◆ Exercise description ◆
Swap "knee" for "elbow" everywhere in the records below, and copy every other part of them unchanged.

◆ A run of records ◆
......
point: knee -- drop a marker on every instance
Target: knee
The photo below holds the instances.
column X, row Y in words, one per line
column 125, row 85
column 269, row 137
......
◆ The answer ◆
point: elbow -- drop a marker on every instance
Target: elbow
The photo below holds the instances.
column X, row Y in words, one per line
column 125, row 85
column 269, row 137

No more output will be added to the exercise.